-- Articolo --
----

LAGO DEL CADORE: svasi – danni
Aggiornato il 7 febbraio 2021
Corriere Alpi 24-04-2018
I sindaci a Enel: «No allo scavo del fango»
In materia di ristoro il territorio chiede all’azienda la pista ciclabile intorno all’invaso: «Il progetto c’è, costa 10 milioni di euro».
I sindaci non voglio infangare il Cadore. Risponderanno pertanto di no all’Enel, che ha chiesto di poter scavare almeno 200 mila metri cubi l’anno, di limo e melma. E questo fino al 2029, quando scadrà la concessione del bacino del Centro Cadore. Troppi i rischi, soprattutto di natura ambientale; ma anche di sicurezza.
«I sindaci, pertanto, si limitano a concedere ciò che l’Enel già si prende: il rilascio, attraverso le piene, dai 20 ai 30 mila metri cubi di materiale limaccioso», fa sapere l’onorevole Luca De Carlo, sindaco di Calalzo e presidente dell’Unione Montana, «che si diluisca nell’acqua, in misura tale da non compromettere la fauna ittica». Questa ed altre proposte saranno portate all’esame dell’Enel il 27 aprile, in un incontro programmato in Provincia, a Palazzo Piloni.

----

-- Consegna 1 --
Rispondi a queste domande sull'articolo del fango nel lago del Cadore, una risposta per riga con la stessa lettera:
(a) Quanti metri cubi all'anno vorrebbe scavare l'Enel, e di che materiale?
(b) Fino a quale anno, e perché proprio quello?
(c) In che giorno e in quale luogo verranno presentate le proposte all'Enel?
-- Consegna 2 --
Secondo l'articolo sul lago del Cadore, perché i sindaci diranno di no alla richiesta dell'Enel di scavare il fango?
-- Consegna 3 --
Porta avanti l'articolo sul fango del lago del Cadore, partendo subito dopo l'ultima frase.

-- Righe dei dati --

----

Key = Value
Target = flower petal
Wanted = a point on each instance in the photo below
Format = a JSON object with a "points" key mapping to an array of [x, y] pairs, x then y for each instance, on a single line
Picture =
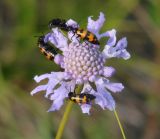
{"points": [[59, 60], [122, 43], [86, 108], [108, 71]]}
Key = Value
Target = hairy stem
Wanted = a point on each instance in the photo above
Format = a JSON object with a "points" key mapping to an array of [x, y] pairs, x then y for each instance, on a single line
{"points": [[66, 116], [120, 125]]}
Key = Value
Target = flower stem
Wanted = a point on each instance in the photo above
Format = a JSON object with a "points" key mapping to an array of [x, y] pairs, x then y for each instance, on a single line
{"points": [[66, 116], [64, 120], [120, 125]]}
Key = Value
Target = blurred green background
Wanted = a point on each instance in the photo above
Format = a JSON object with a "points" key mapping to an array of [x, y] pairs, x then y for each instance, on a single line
{"points": [[25, 117]]}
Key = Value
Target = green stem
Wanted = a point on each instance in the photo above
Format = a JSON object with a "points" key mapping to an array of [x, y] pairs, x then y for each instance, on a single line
{"points": [[64, 120], [120, 125], [66, 116]]}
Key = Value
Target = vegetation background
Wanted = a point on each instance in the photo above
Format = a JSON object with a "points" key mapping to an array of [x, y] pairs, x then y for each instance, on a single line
{"points": [[25, 117]]}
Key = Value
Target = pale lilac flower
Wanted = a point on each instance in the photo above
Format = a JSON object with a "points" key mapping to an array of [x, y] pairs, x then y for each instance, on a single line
{"points": [[83, 63]]}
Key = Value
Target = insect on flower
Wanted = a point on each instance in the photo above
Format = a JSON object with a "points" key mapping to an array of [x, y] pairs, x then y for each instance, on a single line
{"points": [[46, 48], [81, 33], [83, 98], [82, 64]]}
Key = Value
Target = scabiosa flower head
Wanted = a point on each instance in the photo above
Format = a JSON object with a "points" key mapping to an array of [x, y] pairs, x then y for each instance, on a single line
{"points": [[83, 63]]}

----

-- Risultato esercizio 1 --
(a) Almeno 200 mila metri cubi l'anno, di limo e melma.
(b) Fino al 2029, quando scadrà la concessione del bacino del Centro Cadore.
(c) Il 27 aprile, in un incontro in Provincia, a Palazzo Piloni.

-- Risultato esercizio 2 --
I rischi sono considerati troppi, soprattutto per l'ambiente ma anche per la sicurezza. Per questo i sindaci concedono solo il rilascio di 20-30 mila metri cubi di materiale limaccioso durante le piene, diluito nell'acqua in modo da non danneggiare i pesci.

-- Risultato esercizio 3 --
L’Enel, come si sa, ha l’esigenza di smaltire 2 milioni e mezzo di metri cubi, da oggi al 2029, ossia fra i 250 ed i 300 mila metri cubi l’anno, 200 di fango e un centinaio di ghiaia.
La Regione ha imposto all’Enel di passare per la condivisione dei Comuni. Ieri c’erano tutti i sindaci o loro rappresentanti: Perarolo, Calalzo, Domegge, Lozzo, Vigo, Lorenzago, e Auronzo. Mancava soltanto il commissario prefettizio di Pieve di Cadore.
«Come sindaci ci siamo dati un presupposto indiscutibile», riassume De Carlo, «ossia il rispetto assoluto del lago, dei suoi dintorni e dei paesi rivieraschi, come di tutto il sistema-Cadore». Il lago, insomma, è un patrimonio di tutto il Cadore e come tale va salvaguardato, semmai vieppiù valorizzato. «Proprio in questa prospettiva è improponibile», hanno dichiarato i sindaci, «trattare il fango: scavarlo, depositarlo perché si asciughi, portarlo chissà dove per purificarlo e poterlo impiegare».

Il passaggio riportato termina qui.